▶ [Given data]:
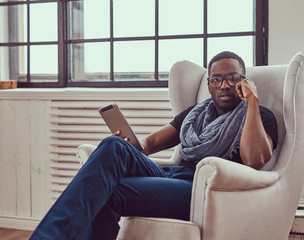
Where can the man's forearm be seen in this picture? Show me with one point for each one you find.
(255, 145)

...

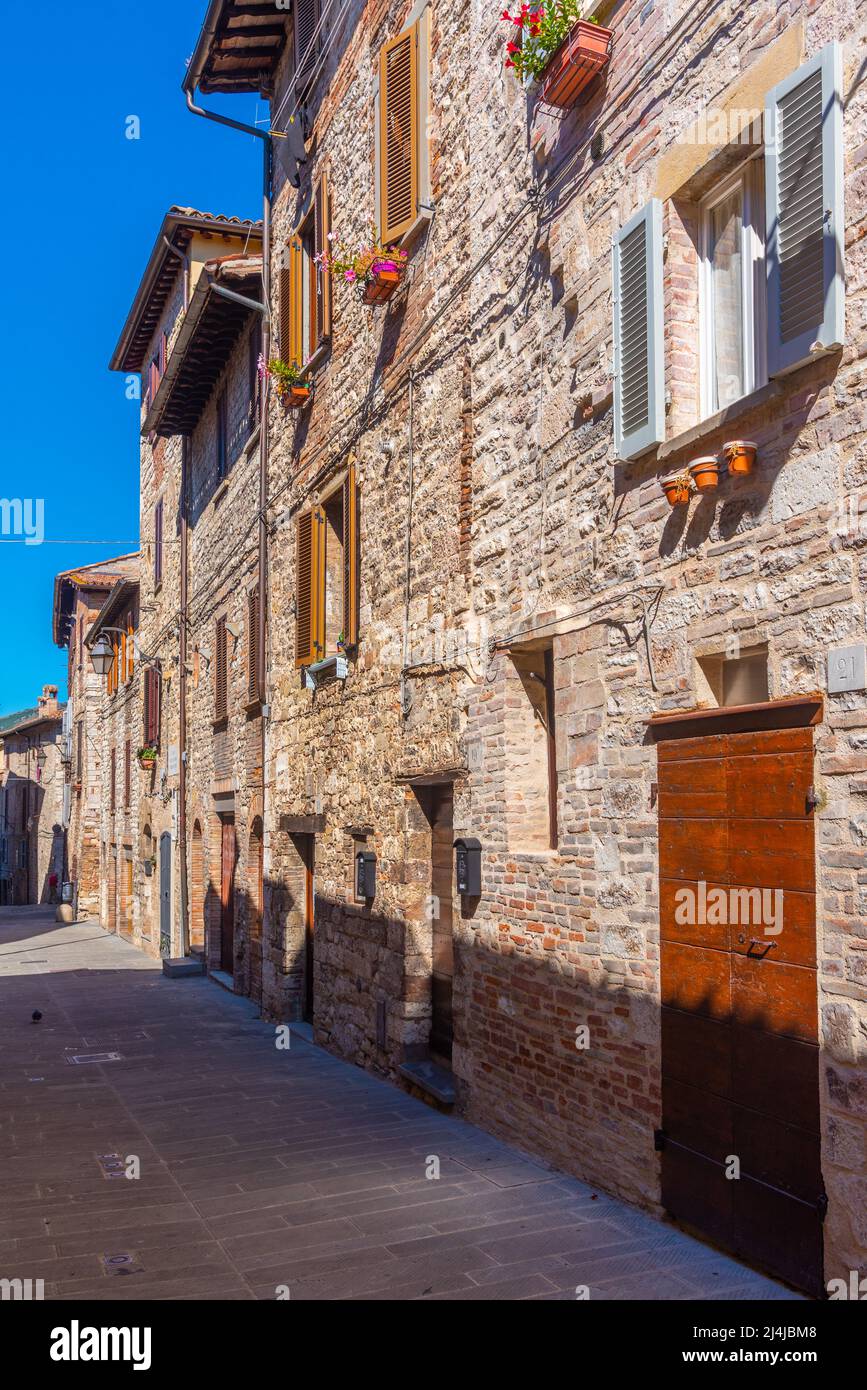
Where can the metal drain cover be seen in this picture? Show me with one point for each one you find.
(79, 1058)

==

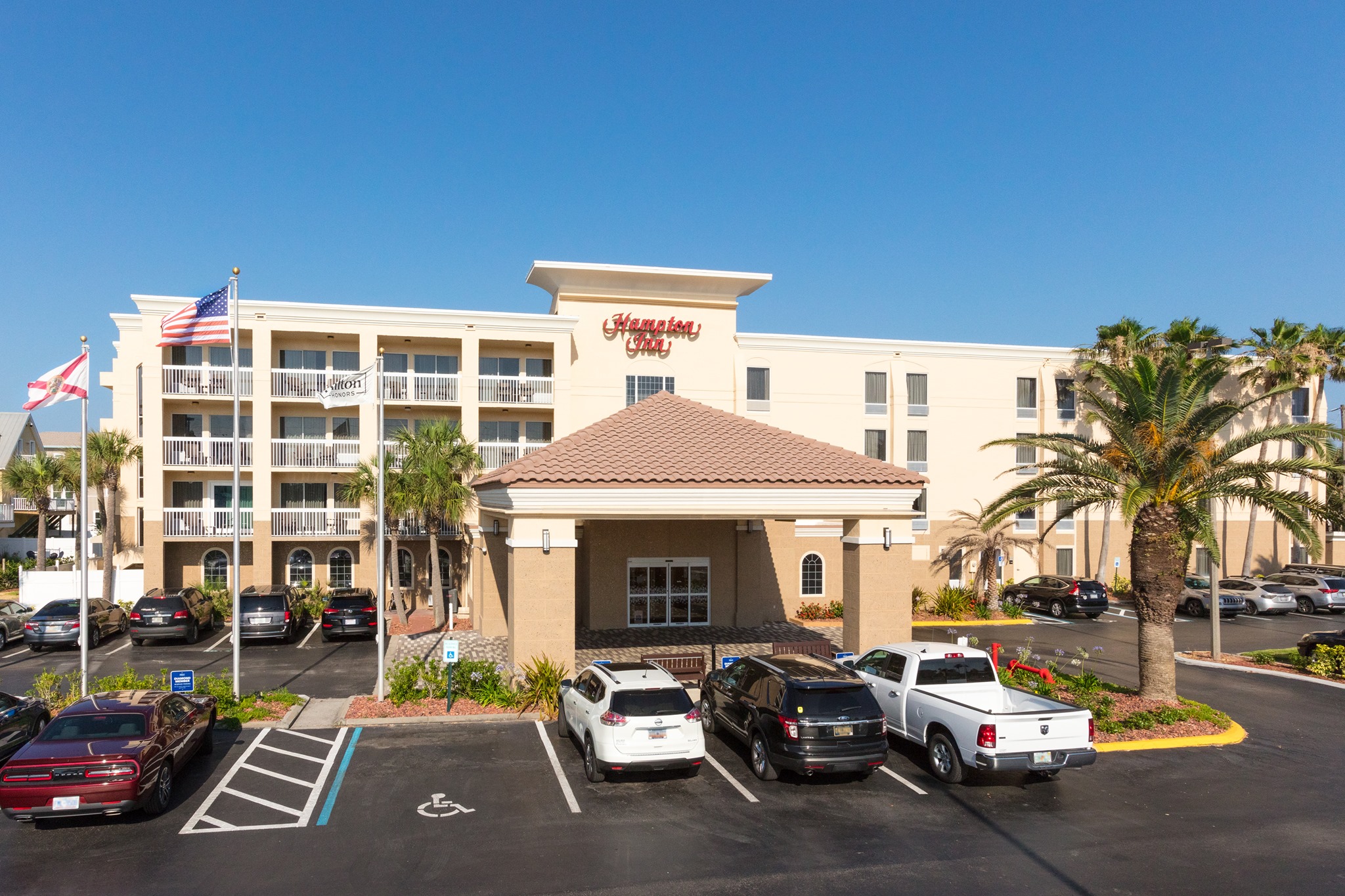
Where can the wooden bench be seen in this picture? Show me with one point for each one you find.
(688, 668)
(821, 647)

▶ [Exercise objective]: Which lines in the rows above contain the word "point"? Copy each of them in full.

▶ [Task response]:
Where can the man's forearm be seen in this picture? Show me with one point for each one you find.
Where can the metal drain cover be seen in this picture? Show me with one point for each one you find.
Where can the wooden bench be seen in this picture? Show me with one point for each one you find.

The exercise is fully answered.